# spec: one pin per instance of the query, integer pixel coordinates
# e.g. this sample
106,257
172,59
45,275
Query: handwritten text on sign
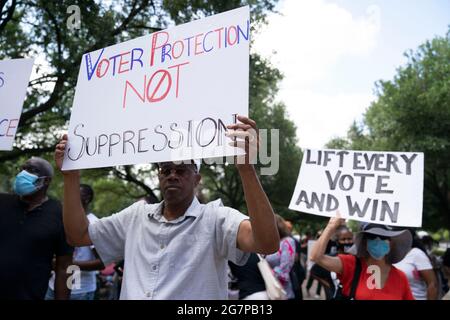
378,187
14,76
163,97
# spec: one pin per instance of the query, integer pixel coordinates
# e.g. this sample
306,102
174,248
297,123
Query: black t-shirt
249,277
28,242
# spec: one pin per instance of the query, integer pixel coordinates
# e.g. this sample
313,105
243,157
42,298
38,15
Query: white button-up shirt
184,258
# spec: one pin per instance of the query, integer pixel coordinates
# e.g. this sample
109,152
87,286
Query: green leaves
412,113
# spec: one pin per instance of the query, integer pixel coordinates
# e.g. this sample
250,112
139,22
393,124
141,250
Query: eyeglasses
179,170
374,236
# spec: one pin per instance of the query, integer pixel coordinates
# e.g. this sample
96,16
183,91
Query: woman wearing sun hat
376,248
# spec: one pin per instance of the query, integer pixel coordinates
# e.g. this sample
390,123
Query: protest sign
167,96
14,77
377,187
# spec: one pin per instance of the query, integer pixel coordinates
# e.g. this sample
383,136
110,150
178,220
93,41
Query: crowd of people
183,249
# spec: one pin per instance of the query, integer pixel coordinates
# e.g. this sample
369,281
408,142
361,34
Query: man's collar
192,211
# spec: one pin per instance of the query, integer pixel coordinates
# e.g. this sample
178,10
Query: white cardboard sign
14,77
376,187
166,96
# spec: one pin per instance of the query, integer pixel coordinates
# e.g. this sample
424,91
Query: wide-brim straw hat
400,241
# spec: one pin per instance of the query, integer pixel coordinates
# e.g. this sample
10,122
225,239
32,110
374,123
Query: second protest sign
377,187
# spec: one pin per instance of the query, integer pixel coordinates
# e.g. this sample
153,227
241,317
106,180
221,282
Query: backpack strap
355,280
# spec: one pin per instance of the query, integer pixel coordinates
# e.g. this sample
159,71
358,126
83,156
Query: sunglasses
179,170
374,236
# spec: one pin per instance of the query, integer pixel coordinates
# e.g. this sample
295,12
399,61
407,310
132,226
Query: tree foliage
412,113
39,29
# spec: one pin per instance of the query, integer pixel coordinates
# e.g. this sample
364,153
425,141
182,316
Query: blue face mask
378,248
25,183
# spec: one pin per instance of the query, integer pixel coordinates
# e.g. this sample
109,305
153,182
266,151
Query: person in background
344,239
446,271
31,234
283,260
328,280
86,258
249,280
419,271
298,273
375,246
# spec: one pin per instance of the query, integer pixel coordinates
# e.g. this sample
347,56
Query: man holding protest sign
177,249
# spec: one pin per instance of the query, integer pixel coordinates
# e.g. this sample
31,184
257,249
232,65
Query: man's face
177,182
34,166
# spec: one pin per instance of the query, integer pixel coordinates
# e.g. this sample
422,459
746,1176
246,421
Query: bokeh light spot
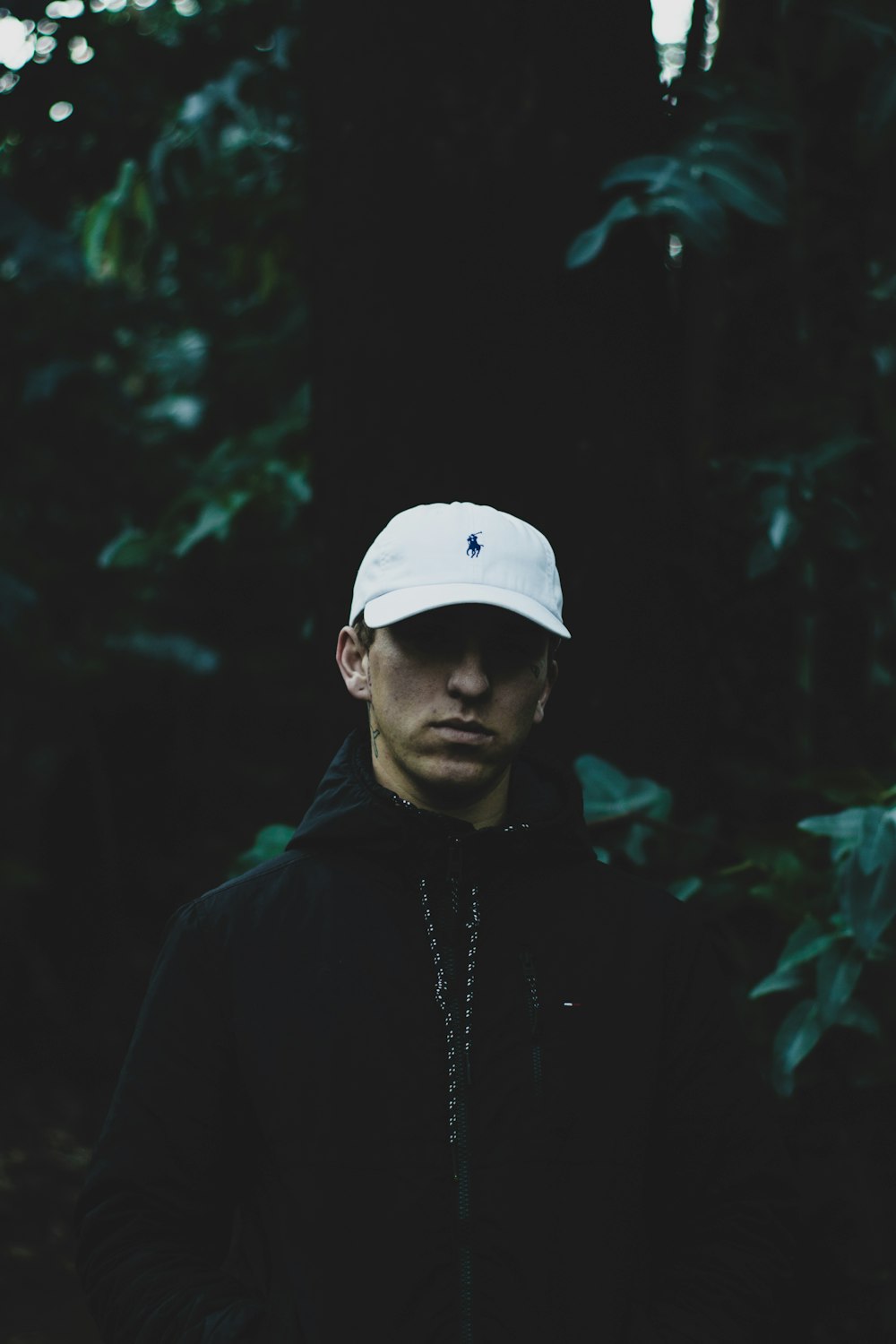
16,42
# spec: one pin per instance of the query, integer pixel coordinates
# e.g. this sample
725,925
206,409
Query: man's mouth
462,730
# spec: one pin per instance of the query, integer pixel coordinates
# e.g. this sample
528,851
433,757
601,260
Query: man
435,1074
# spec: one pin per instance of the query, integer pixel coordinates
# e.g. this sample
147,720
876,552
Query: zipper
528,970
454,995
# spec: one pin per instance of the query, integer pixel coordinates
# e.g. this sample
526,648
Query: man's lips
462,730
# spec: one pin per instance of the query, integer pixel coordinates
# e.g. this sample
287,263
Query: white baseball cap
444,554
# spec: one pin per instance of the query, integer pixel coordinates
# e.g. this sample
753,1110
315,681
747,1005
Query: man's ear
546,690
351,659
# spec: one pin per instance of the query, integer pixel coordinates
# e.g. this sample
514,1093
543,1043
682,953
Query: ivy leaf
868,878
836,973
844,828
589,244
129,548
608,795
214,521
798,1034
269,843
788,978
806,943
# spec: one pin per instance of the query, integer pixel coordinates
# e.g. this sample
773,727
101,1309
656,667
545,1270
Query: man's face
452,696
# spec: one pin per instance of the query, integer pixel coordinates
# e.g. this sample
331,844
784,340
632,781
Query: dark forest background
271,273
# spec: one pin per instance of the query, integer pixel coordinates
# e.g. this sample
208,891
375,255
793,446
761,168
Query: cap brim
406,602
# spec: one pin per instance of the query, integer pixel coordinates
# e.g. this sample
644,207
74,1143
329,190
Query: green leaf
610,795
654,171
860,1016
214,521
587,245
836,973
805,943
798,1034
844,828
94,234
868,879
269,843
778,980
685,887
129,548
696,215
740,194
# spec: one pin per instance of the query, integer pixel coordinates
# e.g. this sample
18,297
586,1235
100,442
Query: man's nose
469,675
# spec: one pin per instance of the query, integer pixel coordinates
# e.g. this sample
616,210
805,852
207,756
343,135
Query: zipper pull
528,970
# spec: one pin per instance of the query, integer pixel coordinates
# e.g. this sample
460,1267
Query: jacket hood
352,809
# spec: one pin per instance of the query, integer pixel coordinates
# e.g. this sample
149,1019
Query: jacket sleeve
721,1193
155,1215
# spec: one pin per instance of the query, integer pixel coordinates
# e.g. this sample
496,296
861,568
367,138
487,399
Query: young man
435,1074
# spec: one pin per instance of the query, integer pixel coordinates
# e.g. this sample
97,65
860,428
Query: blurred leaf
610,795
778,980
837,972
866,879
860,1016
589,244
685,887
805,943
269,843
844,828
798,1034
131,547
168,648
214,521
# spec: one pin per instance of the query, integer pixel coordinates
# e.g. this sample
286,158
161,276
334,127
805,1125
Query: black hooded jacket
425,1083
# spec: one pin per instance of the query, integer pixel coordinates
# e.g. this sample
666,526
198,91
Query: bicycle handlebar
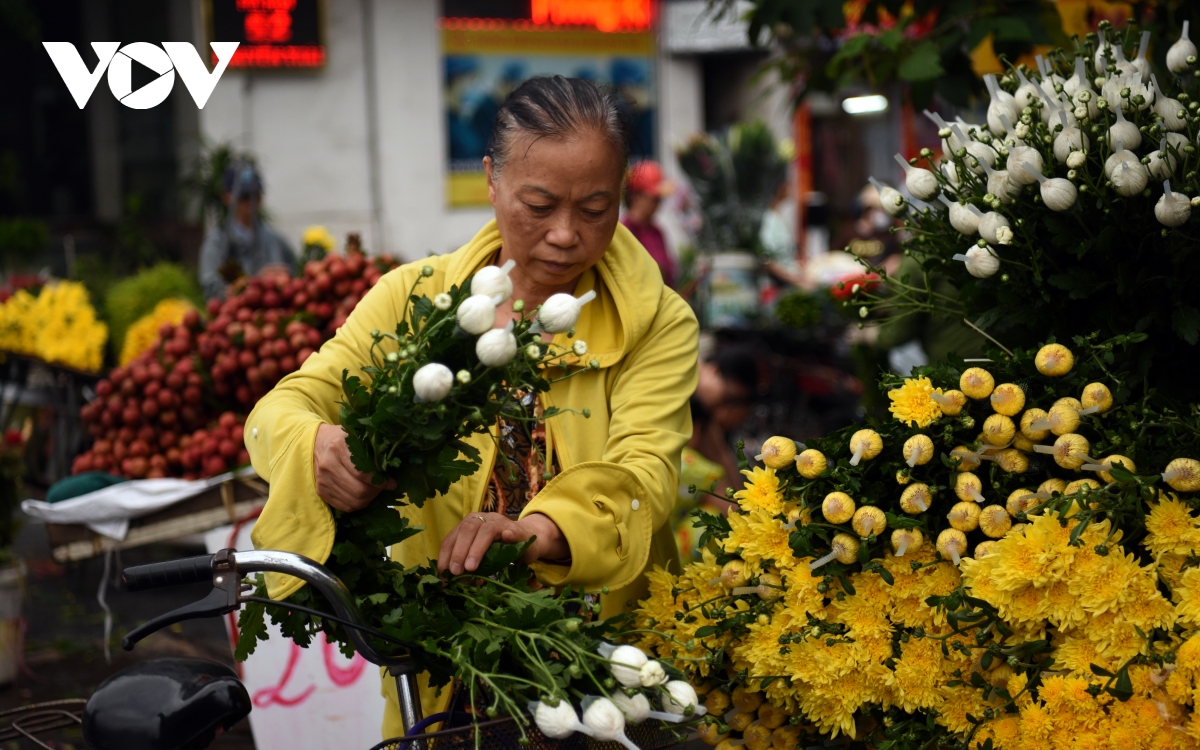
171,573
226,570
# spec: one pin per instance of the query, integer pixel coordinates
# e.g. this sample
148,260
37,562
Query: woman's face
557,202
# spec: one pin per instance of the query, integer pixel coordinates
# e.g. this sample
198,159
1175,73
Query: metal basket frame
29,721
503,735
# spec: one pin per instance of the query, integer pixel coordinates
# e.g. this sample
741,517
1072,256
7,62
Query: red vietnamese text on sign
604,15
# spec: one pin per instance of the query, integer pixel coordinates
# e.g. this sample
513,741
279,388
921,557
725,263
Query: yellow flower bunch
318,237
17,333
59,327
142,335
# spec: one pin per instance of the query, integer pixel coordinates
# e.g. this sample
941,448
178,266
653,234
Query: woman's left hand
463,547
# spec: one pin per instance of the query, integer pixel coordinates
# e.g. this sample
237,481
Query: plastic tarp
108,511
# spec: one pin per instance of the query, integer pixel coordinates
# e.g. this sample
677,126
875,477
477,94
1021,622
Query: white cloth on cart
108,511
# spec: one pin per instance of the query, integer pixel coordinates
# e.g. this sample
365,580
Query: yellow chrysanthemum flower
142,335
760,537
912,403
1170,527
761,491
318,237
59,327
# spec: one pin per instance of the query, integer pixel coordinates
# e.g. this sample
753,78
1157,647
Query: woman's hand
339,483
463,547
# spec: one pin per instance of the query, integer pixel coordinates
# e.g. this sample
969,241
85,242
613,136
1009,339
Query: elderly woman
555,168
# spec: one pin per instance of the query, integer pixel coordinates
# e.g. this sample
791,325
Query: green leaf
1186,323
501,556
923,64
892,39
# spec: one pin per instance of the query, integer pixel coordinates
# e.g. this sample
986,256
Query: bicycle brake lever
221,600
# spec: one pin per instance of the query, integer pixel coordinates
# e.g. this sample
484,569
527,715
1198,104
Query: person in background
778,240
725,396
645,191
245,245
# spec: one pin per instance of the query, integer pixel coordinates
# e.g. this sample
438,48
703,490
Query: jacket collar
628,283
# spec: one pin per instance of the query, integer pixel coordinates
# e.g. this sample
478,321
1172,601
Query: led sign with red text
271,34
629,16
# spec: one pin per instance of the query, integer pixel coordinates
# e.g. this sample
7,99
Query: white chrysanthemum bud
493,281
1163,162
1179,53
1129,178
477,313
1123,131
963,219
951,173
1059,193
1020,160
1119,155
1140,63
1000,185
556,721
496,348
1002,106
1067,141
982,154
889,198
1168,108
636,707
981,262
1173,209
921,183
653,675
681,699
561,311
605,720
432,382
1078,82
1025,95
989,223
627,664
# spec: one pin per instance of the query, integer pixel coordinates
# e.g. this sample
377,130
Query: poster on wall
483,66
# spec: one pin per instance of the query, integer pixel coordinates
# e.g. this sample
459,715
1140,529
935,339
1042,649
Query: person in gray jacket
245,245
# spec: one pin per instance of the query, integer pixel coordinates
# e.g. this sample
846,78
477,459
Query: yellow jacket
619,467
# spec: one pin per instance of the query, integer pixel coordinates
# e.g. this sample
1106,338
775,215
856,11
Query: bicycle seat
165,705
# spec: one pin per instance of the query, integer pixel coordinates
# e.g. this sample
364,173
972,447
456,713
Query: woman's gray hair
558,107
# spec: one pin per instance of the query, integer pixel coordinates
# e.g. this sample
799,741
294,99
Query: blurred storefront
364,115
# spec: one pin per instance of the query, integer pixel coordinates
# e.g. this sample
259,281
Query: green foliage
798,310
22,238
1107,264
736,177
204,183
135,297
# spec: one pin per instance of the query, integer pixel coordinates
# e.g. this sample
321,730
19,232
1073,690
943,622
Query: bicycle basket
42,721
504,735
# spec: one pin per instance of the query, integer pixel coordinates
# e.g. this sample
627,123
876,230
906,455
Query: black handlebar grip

## Exercise objective:
Identify every line above that contains the string "woman", and copy each one. Case counts.

## Exercise response:
Query: woman wearing sun hat
Query: woman's face
Query: woman's left hand
Query: woman's hand
Query: elderly woman
Query: woman's gray hair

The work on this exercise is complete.